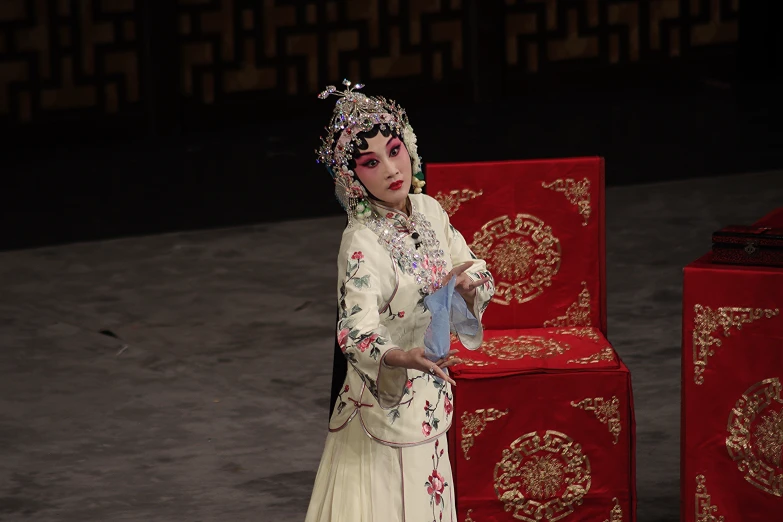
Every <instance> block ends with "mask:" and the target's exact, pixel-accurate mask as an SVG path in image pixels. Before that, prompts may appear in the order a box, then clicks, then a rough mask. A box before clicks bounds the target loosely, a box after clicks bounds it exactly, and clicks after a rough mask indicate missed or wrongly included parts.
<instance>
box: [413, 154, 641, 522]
mask: <svg viewBox="0 0 783 522" xmlns="http://www.w3.org/2000/svg"><path fill="white" fill-rule="evenodd" d="M426 174H427V193H428V194H429V195H431V196H433V197H435V198H436V199H438V200H439V201H440V202H441V205H442V206H443V208H444V209H445V210H446V212H447V213H448V214H449V216H450V219H451V223H452V224H453V225H454V226H455V227H456V228H457V229H458V230H459V231H460V232H461V233H462V234H463V235H464V236H465V239H466V241H467V242H468V244H470V245H471V248H472V249H473V251H474V252H475V254H476V255H477V256H479V257H481V258H484V259H486V261H487V263H488V266H489V269H490V270H491V272H492V274H493V276H494V278H495V285H496V288H497V290H496V294H495V297H494V299H493V303H492V304H491V305H490V307H489V308H488V309H487V312H486V313H485V315H484V319H483V322H484V327H485V335H484V344H483V345H482V347H481V348H480V349H479V350H477V351H476V352H468V351H467V350H466V349H464V348H462V347H461V346H460V345H459V343H458V342H455V345H454V347H455V348H460V349H461V350H460V351H461V357H462V358H463V359H465V360H466V363H465V364H464V365H459V366H458V367H456V368H454V370H453V375H454V378H455V379H456V380H457V382H458V387H457V388H456V389H455V415H454V425H453V426H452V429H451V430H450V432H449V436H450V442H451V451H452V463H453V466H454V477H455V482H456V484H455V488H456V489H455V491H456V496H457V510H458V515H459V520H460V521H475V522H482V521H488V520H493V521H500V520H508V521H512V520H514V521H519V520H522V521H530V522H539V521H555V520H565V521H568V520H572V521H574V522H576V521H578V520H597V521H603V520H623V521H633V520H635V517H636V513H635V511H636V487H635V462H634V460H635V424H634V416H633V398H632V394H631V379H630V374H629V372H628V368H627V367H626V366H625V365H624V364H623V362H622V361H621V360H620V358H619V357H618V356H617V354H616V353H615V351H614V349H613V348H612V346H611V344H610V343H609V341H608V340H607V339H606V277H605V276H606V274H605V255H604V254H605V252H604V251H605V242H604V231H605V230H604V170H603V160H602V159H600V158H576V159H561V160H545V161H544V160H542V161H509V162H490V163H471V164H429V165H427V171H426ZM620 517H622V518H620Z"/></svg>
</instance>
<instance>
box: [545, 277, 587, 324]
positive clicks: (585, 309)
mask: <svg viewBox="0 0 783 522" xmlns="http://www.w3.org/2000/svg"><path fill="white" fill-rule="evenodd" d="M590 315H591V314H590V291H589V290H588V289H587V281H582V291H581V292H579V297H578V298H577V300H576V302H575V303H573V304H571V306H569V307H568V310H566V313H565V315H561V316H559V317H557V318H556V319H552V320H550V321H546V322H545V323H544V326H545V327H550V326H590V325H591V324H592V323H591V321H590Z"/></svg>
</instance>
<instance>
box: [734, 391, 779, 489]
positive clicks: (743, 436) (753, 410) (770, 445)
mask: <svg viewBox="0 0 783 522" xmlns="http://www.w3.org/2000/svg"><path fill="white" fill-rule="evenodd" d="M781 406H783V398H781V384H780V380H779V379H777V378H771V379H764V380H763V381H760V382H757V383H756V384H754V385H753V386H751V387H750V388H748V390H747V391H745V393H743V394H742V397H740V398H739V400H737V403H736V404H735V405H734V408H732V410H731V413H730V414H729V421H728V424H727V429H728V432H729V434H728V436H727V437H726V450H727V451H728V452H729V456H730V457H731V458H732V459H733V460H734V462H736V463H737V468H738V469H739V470H740V471H741V472H743V473H744V474H745V480H747V481H748V482H749V483H750V484H752V485H753V486H755V487H757V488H758V489H760V490H761V491H764V492H766V493H769V494H771V495H775V496H776V497H783V468H781V452H782V451H783V413H782V412H781ZM773 408H774V409H773Z"/></svg>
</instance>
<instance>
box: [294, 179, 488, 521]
mask: <svg viewBox="0 0 783 522" xmlns="http://www.w3.org/2000/svg"><path fill="white" fill-rule="evenodd" d="M409 199H410V204H411V209H412V212H411V215H412V216H413V217H414V218H415V215H416V214H415V213H417V212H418V213H420V214H423V216H424V217H425V218H426V219H427V220H428V221H429V223H430V225H431V228H432V230H433V231H434V233H435V237H436V238H437V240H438V242H439V243H440V248H439V250H442V251H443V255H442V259H443V260H445V262H446V270H447V271H448V270H451V268H452V267H453V266H456V265H459V264H462V263H464V262H468V261H470V262H472V263H473V266H471V267H470V269H469V270H468V271H467V272H466V273H467V274H468V275H469V276H470V277H471V278H472V279H473V280H478V279H480V278H482V277H485V276H488V277H490V278H491V277H492V276H491V274H490V273H489V272H488V271H487V268H486V263H485V262H484V261H483V260H481V259H477V258H476V256H475V255H474V254H473V253H472V252H471V250H470V248H469V247H468V245H467V244H466V242H465V239H464V238H463V237H462V235H461V234H460V233H459V232H458V231H457V230H456V229H455V228H454V227H453V226H451V224H450V223H449V218H448V215H447V214H446V212H445V211H444V210H443V209H442V208H441V206H440V204H439V203H438V202H437V201H436V200H435V199H433V198H431V197H429V196H427V195H424V194H411V195H409ZM374 210H375V211H376V212H377V213H378V215H379V216H380V217H381V218H382V219H385V220H387V221H388V223H389V224H392V225H394V226H396V227H398V230H406V229H407V230H409V227H407V222H408V219H409V218H408V216H406V215H405V214H404V213H402V212H399V211H396V210H390V209H386V208H383V207H381V206H375V205H374ZM418 228H419V230H421V224H418ZM404 241H405V244H406V245H407V246H408V247H410V248H411V249H414V240H413V238H412V237H411V236H410V233H409V232H408V233H406V234H405V239H404ZM337 264H338V285H337V298H338V300H339V304H340V310H341V316H340V320H339V321H338V326H337V336H338V342H339V344H340V347H341V349H342V351H343V353H344V354H345V356H346V358H347V360H348V362H349V367H348V374H347V377H346V379H345V383H344V385H343V388H342V391H341V393H340V395H339V397H338V399H337V402H336V404H335V408H334V411H333V412H332V416H331V419H330V423H329V430H330V432H331V433H330V435H329V437H328V438H327V449H326V451H325V452H324V457H323V459H322V462H321V467H320V468H319V471H318V476H317V478H316V485H315V488H314V493H313V498H312V499H311V504H310V509H309V511H308V517H307V521H308V522H310V521H316V520H317V521H319V522H321V521H323V522H328V521H335V520H352V521H363V520H367V521H369V520H373V521H378V520H395V521H398V520H414V519H415V520H429V519H431V520H440V519H442V520H451V519H453V520H455V521H456V513H455V511H454V507H453V491H451V490H449V488H450V487H451V484H449V481H450V480H451V470H450V469H444V467H445V468H449V463H448V452H447V449H446V439H445V437H441V436H442V435H443V434H444V433H445V432H446V431H447V430H448V428H449V426H451V422H452V412H453V404H452V401H453V395H452V391H451V385H449V384H448V383H446V382H441V381H439V380H436V379H435V378H434V377H432V376H431V375H430V374H429V373H424V372H420V371H417V370H407V369H405V368H392V367H388V366H386V365H385V364H384V357H385V356H386V354H387V353H389V351H390V350H410V349H412V348H416V347H423V346H424V332H425V331H426V329H427V327H428V326H429V323H430V313H429V312H428V311H427V310H426V309H425V308H424V296H425V295H426V293H425V291H424V289H423V288H422V286H421V285H420V284H419V283H417V281H416V277H415V276H414V275H412V274H409V273H406V272H405V271H404V270H403V269H402V267H401V266H400V264H399V263H398V261H397V260H395V259H393V257H392V255H391V254H390V251H389V250H388V249H387V248H386V246H385V245H384V244H381V243H380V242H379V238H378V235H377V234H376V232H375V231H373V230H371V229H370V228H368V227H367V226H365V224H362V223H361V222H359V223H357V224H355V225H354V226H352V227H348V228H346V229H345V231H344V232H343V238H342V243H341V246H340V252H339V257H338V263H337ZM494 291H495V287H494V283H493V281H492V280H490V282H488V283H485V284H484V285H482V286H480V287H479V288H478V289H477V291H476V296H475V299H474V306H473V315H474V316H475V317H476V318H477V319H478V320H479V323H480V322H481V317H482V314H483V313H484V310H485V309H486V307H487V305H488V303H489V300H490V298H491V297H492V295H493V294H494ZM482 337H483V331H482V330H481V329H479V331H478V333H477V334H476V335H475V336H466V335H461V336H460V341H461V342H462V344H463V345H464V346H465V347H467V348H471V349H474V348H478V346H479V345H480V344H481V340H482ZM344 432H349V433H344ZM358 434H361V436H360V435H358ZM343 435H344V438H343V440H342V441H341V440H340V439H339V437H340V436H343ZM368 436H369V438H368ZM357 437H359V438H357ZM378 444H380V445H381V446H380V447H379V446H377V445H378ZM337 448H343V449H342V450H340V449H337ZM380 448H386V450H383V451H381V450H380ZM384 451H387V452H391V453H384ZM395 452H396V453H395ZM366 453H369V454H371V457H367V455H364V454H366ZM395 455H396V456H395ZM367 458H370V461H372V459H375V460H378V461H380V460H383V461H385V462H386V464H384V465H383V466H380V465H378V463H376V462H370V464H366V462H367ZM347 462H355V463H356V465H355V466H353V467H351V466H352V465H349V464H346V463H347ZM360 462H365V464H359V463H360ZM389 463H391V464H389ZM444 463H445V466H444V465H443V464H444ZM362 466H364V468H362ZM384 466H390V467H388V468H384ZM362 469H364V471H362ZM384 469H386V471H382V472H380V474H381V475H383V477H378V476H377V475H379V471H378V470H384ZM368 470H369V471H368ZM372 476H375V478H374V479H371V478H370V477H372ZM390 477H393V478H390ZM397 477H399V479H398V478H397ZM395 480H399V482H402V484H399V483H398V484H397V485H396V486H395V485H394V484H393V483H389V481H392V482H394V481H395ZM330 481H331V482H340V484H331V483H329V482H330ZM346 481H347V483H346ZM354 481H356V482H354ZM367 482H373V483H374V484H375V486H373V488H375V489H373V488H370V487H369V486H368V485H367V484H365V483H367ZM380 483H383V484H384V485H383V487H380V489H378V484H380ZM344 488H349V489H347V490H346V489H344ZM350 488H354V489H353V490H351V489H350ZM395 488H396V489H395ZM380 490H383V491H384V493H383V496H384V500H383V502H385V504H383V505H382V506H381V504H378V502H379V496H380V495H375V494H373V491H380ZM389 491H391V492H392V493H389ZM362 492H363V493H362ZM397 492H399V494H397ZM341 499H342V500H341ZM351 503H353V504H351ZM365 504H372V505H373V506H374V507H373V506H371V507H368V506H366V505H365ZM400 504H401V505H400ZM350 505H353V507H350ZM379 506H381V507H379ZM351 510H354V511H357V510H359V511H361V513H364V515H363V516H361V515H360V514H358V513H356V512H354V513H348V511H351ZM368 510H369V511H368ZM444 510H445V512H444ZM398 513H399V514H398Z"/></svg>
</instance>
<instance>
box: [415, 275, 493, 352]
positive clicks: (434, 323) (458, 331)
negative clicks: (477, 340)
mask: <svg viewBox="0 0 783 522" xmlns="http://www.w3.org/2000/svg"><path fill="white" fill-rule="evenodd" d="M456 282H457V278H456V277H452V278H451V280H450V281H449V282H448V284H447V285H445V286H444V287H442V288H440V289H439V290H438V291H436V292H433V293H432V294H430V295H428V296H426V297H425V298H424V306H426V307H427V310H429V311H430V314H432V321H431V322H430V325H429V327H428V328H427V331H426V332H424V355H425V357H427V359H429V360H431V361H437V360H438V359H442V358H443V357H445V356H446V354H447V353H449V347H450V345H451V339H450V336H449V333H450V332H455V333H457V334H465V335H476V334H477V333H478V328H479V323H478V319H476V318H475V317H474V316H473V314H472V313H471V312H470V310H468V304H467V303H466V302H465V299H463V298H462V296H461V295H459V292H457V291H456V290H455V289H454V286H455V284H456Z"/></svg>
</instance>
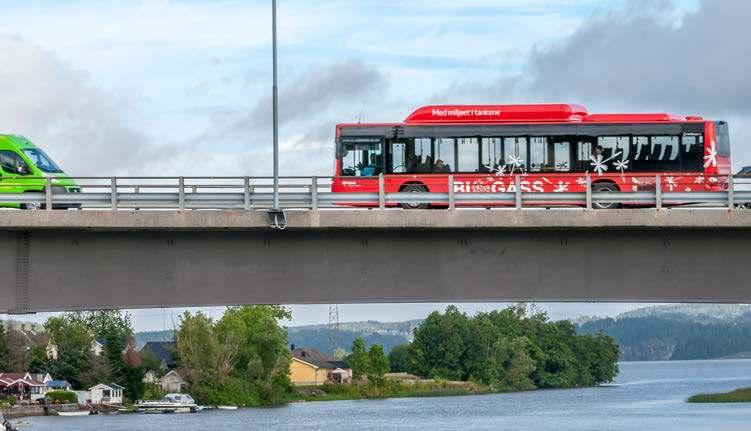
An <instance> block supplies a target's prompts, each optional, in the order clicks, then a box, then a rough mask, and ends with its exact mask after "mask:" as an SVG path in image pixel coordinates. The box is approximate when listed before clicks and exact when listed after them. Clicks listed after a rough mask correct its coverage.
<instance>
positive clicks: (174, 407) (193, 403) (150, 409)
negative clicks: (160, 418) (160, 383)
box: [135, 394, 198, 413]
mask: <svg viewBox="0 0 751 431" xmlns="http://www.w3.org/2000/svg"><path fill="white" fill-rule="evenodd" d="M135 409H136V411H138V412H144V413H194V412H197V411H198V406H197V405H196V402H195V400H193V397H191V396H190V395H188V394H167V395H165V396H164V397H163V398H162V399H161V400H159V401H140V402H138V403H136V405H135Z"/></svg>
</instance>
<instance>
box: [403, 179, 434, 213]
mask: <svg viewBox="0 0 751 431" xmlns="http://www.w3.org/2000/svg"><path fill="white" fill-rule="evenodd" d="M400 191H401V192H402V193H426V192H427V191H428V189H427V188H425V186H421V185H419V184H407V185H406V186H404V187H402V189H401V190H400ZM401 206H402V208H404V209H408V210H417V209H420V210H422V209H427V208H428V207H429V206H430V205H429V204H427V203H421V202H404V203H402V204H401Z"/></svg>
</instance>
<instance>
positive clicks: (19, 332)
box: [5, 325, 29, 372]
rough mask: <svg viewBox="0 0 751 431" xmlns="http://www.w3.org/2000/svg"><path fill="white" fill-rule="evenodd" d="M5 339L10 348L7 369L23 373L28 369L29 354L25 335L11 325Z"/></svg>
mask: <svg viewBox="0 0 751 431" xmlns="http://www.w3.org/2000/svg"><path fill="white" fill-rule="evenodd" d="M5 339H6V343H7V346H8V359H7V361H8V362H7V364H6V367H7V368H6V369H7V370H9V371H11V372H21V371H23V370H26V369H28V367H29V352H28V350H27V344H26V337H25V335H24V334H23V333H22V332H21V331H19V330H18V329H15V328H13V327H12V326H10V325H9V326H8V330H7V331H6V333H5Z"/></svg>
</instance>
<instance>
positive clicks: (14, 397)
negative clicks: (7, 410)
mask: <svg viewBox="0 0 751 431" xmlns="http://www.w3.org/2000/svg"><path fill="white" fill-rule="evenodd" d="M17 402H18V401H17V400H16V397H14V396H11V395H3V396H0V406H2V407H12V406H15V405H16V403H17Z"/></svg>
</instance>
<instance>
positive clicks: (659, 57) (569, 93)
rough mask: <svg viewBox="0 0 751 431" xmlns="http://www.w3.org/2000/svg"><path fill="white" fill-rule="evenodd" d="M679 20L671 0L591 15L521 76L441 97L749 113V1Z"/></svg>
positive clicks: (523, 72)
mask: <svg viewBox="0 0 751 431" xmlns="http://www.w3.org/2000/svg"><path fill="white" fill-rule="evenodd" d="M676 14H677V11H676V10H675V8H674V7H673V5H672V3H670V2H667V1H660V2H645V1H631V2H628V3H626V5H625V6H624V7H623V8H622V9H618V10H610V11H606V12H601V13H598V14H595V15H593V16H592V17H590V18H589V19H588V20H586V21H585V22H584V23H583V24H582V25H581V26H580V27H579V28H578V29H577V30H576V31H575V32H574V33H573V34H572V35H571V36H569V37H567V38H565V39H563V40H562V41H560V42H559V43H557V44H553V45H548V46H547V47H546V48H539V47H537V48H535V49H533V51H532V52H531V54H530V55H529V57H528V59H527V64H526V67H525V68H524V71H523V72H522V73H519V74H514V75H505V76H501V77H499V78H498V79H496V80H495V81H493V82H492V83H490V84H487V85H486V84H480V83H476V82H471V81H469V82H459V83H456V84H454V85H453V86H452V87H451V89H450V90H449V91H448V92H447V94H445V95H444V94H440V95H438V96H437V98H438V99H445V98H446V96H449V97H450V96H459V97H462V95H465V96H464V97H467V96H466V95H475V96H480V97H488V96H490V97H495V98H501V99H503V100H513V101H520V100H525V101H529V100H534V101H543V100H545V101H552V100H555V101H558V100H564V101H566V100H571V101H579V102H583V103H588V104H589V103H592V104H596V105H600V106H605V107H623V106H628V107H640V108H641V109H654V108H660V109H679V110H682V111H685V112H686V113H694V112H707V111H710V112H712V113H719V114H724V113H739V112H748V113H751V105H749V103H748V100H749V99H751V85H749V84H748V76H750V75H751V48H749V45H748V43H747V41H748V40H751V26H748V23H747V18H746V17H747V16H749V15H751V2H746V1H741V0H734V1H731V0H729V1H718V0H704V1H703V2H701V3H700V6H699V9H698V10H697V11H695V12H691V13H688V14H686V15H683V16H682V17H681V19H680V21H679V22H676V18H675V17H676ZM467 93H468V94H467Z"/></svg>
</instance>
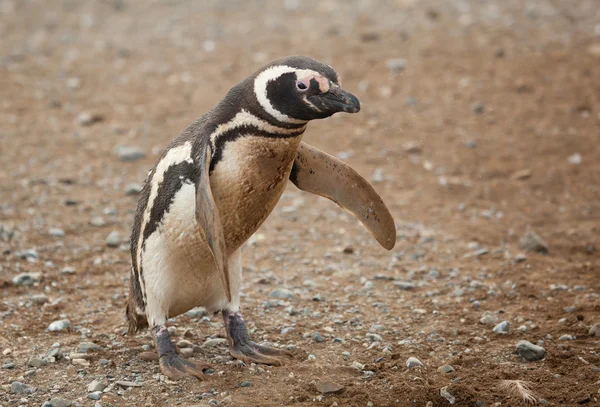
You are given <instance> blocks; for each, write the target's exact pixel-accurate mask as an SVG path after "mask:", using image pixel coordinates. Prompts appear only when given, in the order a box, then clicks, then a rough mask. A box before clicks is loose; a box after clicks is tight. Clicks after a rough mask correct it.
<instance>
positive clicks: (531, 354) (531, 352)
mask: <svg viewBox="0 0 600 407" xmlns="http://www.w3.org/2000/svg"><path fill="white" fill-rule="evenodd" d="M517 353H518V354H519V356H521V357H522V358H523V359H525V360H527V361H529V362H535V361H537V360H541V359H543V358H544V356H545V355H546V349H544V348H542V347H541V346H537V345H534V344H533V343H531V342H529V341H525V340H522V341H519V342H518V343H517Z"/></svg>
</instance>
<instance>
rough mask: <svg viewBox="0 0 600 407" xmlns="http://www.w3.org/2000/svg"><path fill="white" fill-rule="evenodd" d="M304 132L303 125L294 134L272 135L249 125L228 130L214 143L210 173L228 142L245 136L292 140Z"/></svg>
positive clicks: (218, 162) (218, 159)
mask: <svg viewBox="0 0 600 407" xmlns="http://www.w3.org/2000/svg"><path fill="white" fill-rule="evenodd" d="M304 131H305V127H304V125H300V127H299V128H298V130H296V131H294V132H290V133H272V132H268V131H265V130H261V129H259V128H258V127H256V126H254V125H251V124H249V125H243V126H240V127H236V128H233V129H231V130H228V131H226V132H224V133H222V134H220V135H219V136H218V137H217V139H216V141H215V145H214V148H213V154H212V159H211V162H210V172H211V173H212V172H213V170H214V169H215V165H217V164H218V163H219V161H221V160H222V159H223V150H224V149H225V144H226V143H228V142H233V141H235V140H237V139H239V138H241V137H247V136H253V137H264V138H271V139H276V138H280V139H287V138H294V137H298V136H300V135H301V134H302V133H304Z"/></svg>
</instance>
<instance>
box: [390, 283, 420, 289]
mask: <svg viewBox="0 0 600 407" xmlns="http://www.w3.org/2000/svg"><path fill="white" fill-rule="evenodd" d="M394 285H395V286H396V287H398V288H399V289H401V290H412V289H413V288H415V285H414V283H411V282H410V281H394Z"/></svg>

★ ★ ★

- _Description of the task_
Put the lines above into a JSON list of strings, one string per line and no blank lines. Start at the first line and end with the line holding "box: [413, 154, 641, 522]", including both, and leave out the pictures.

- _Response for this exercise_
[
  "Every <instance> block ends with \"mask:\" and the target's exact, pixel-accurate mask as an SVG path in image pixels. Before that, prompts may appear in the order a box, then clicks, then a rough mask. A box before clicks bounds the target loosely, a box after clicks bounds it exactly, and clicks after a rough mask indicate missed or wrongly included parts.",
  "<instance>",
  "box: [413, 154, 641, 522]"
]